Where a picture appears, skip it; print everything else in the records exactly as it stands.

===== Records shown

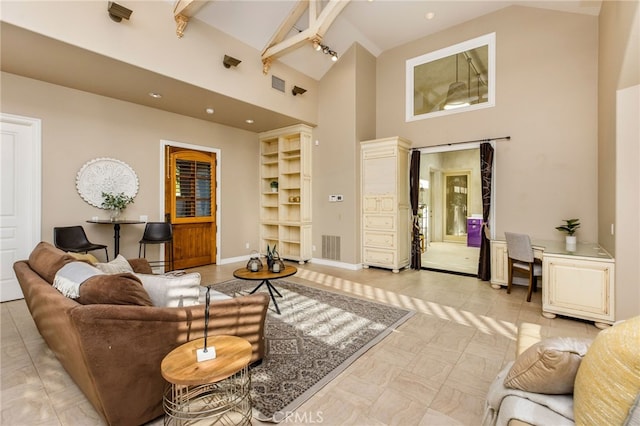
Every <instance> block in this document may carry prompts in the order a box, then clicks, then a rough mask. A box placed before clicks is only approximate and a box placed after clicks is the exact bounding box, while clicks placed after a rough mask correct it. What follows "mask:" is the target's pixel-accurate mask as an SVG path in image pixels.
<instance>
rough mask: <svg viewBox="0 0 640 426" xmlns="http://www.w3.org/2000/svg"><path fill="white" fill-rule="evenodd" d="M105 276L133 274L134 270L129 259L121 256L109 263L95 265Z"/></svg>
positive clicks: (116, 257) (118, 256) (116, 258)
mask: <svg viewBox="0 0 640 426" xmlns="http://www.w3.org/2000/svg"><path fill="white" fill-rule="evenodd" d="M94 266H95V267H96V268H98V269H100V270H101V271H102V272H104V273H105V274H122V273H124V272H133V268H132V267H131V265H129V262H127V259H125V258H124V256H122V255H121V254H119V255H118V256H117V257H116V258H115V259H113V260H112V261H111V262H109V263H96V264H95V265H94Z"/></svg>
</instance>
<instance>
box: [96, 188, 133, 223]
mask: <svg viewBox="0 0 640 426" xmlns="http://www.w3.org/2000/svg"><path fill="white" fill-rule="evenodd" d="M102 198H103V201H102V207H103V208H104V209H107V210H110V211H111V215H110V216H111V220H112V221H116V220H118V218H119V217H120V213H122V210H124V209H125V208H126V207H127V206H128V205H129V204H131V203H133V197H130V196H128V195H125V193H124V192H121V193H119V194H113V193H111V192H103V193H102Z"/></svg>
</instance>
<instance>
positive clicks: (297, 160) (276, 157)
mask: <svg viewBox="0 0 640 426" xmlns="http://www.w3.org/2000/svg"><path fill="white" fill-rule="evenodd" d="M259 138H260V192H261V195H260V197H261V199H260V250H261V252H262V253H265V252H266V250H267V245H269V246H270V247H273V246H274V245H275V246H276V249H277V250H278V253H279V254H280V256H281V257H282V258H284V259H289V260H297V261H298V262H299V263H304V262H305V261H307V260H309V259H311V164H312V163H311V139H312V130H311V127H309V126H306V125H303V124H300V125H295V126H290V127H286V128H282V129H276V130H272V131H268V132H264V133H260V135H259Z"/></svg>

==========

- _Exercise result_:
Every <instance> block in this document may carry prompts in the order a box, then clicks, then a rough mask. A box placed before clicks is only approximate and a box placed after clicks is the exact bounding box, while clicks placed after a rough mask correct it. What follows "mask:" is the target's pixel-accurate mask as an SVG path in image pixels.
<instance>
rough mask: <svg viewBox="0 0 640 426" xmlns="http://www.w3.org/2000/svg"><path fill="white" fill-rule="evenodd" d="M105 276L133 274L134 270L129 259L121 256L109 263L95 265Z"/></svg>
positive clicks: (116, 257) (118, 256) (116, 258)
mask: <svg viewBox="0 0 640 426" xmlns="http://www.w3.org/2000/svg"><path fill="white" fill-rule="evenodd" d="M94 266H95V267H96V268H98V269H100V270H101V271H102V272H104V273H105V274H122V273H124V272H133V268H132V267H131V265H129V262H127V259H125V258H124V256H122V255H121V254H119V255H118V256H117V257H116V258H115V259H113V260H112V261H111V262H109V263H96V264H95V265H94Z"/></svg>
</instance>
<instance>
box: [96, 188, 133, 223]
mask: <svg viewBox="0 0 640 426" xmlns="http://www.w3.org/2000/svg"><path fill="white" fill-rule="evenodd" d="M102 198H103V201H102V207H103V208H104V209H107V210H110V211H111V215H110V216H111V220H112V221H116V220H118V218H119V217H120V213H122V210H124V209H125V208H126V207H127V206H128V205H129V204H131V203H133V197H130V196H128V195H125V193H124V192H121V193H119V194H113V193H111V192H103V193H102Z"/></svg>
</instance>
<instance>
positive clicks: (297, 160) (276, 157)
mask: <svg viewBox="0 0 640 426" xmlns="http://www.w3.org/2000/svg"><path fill="white" fill-rule="evenodd" d="M259 138H260V192H261V195H260V197H261V199H260V250H261V252H262V253H265V252H266V250H267V245H269V246H270V247H273V246H274V245H275V246H276V249H277V250H278V253H279V254H280V256H281V257H282V258H284V259H289V260H297V261H298V262H299V263H304V262H305V261H307V260H309V259H311V164H312V163H311V139H312V130H311V127H309V126H306V125H303V124H300V125H295V126H290V127H286V128H282V129H276V130H272V131H268V132H264V133H260V135H259Z"/></svg>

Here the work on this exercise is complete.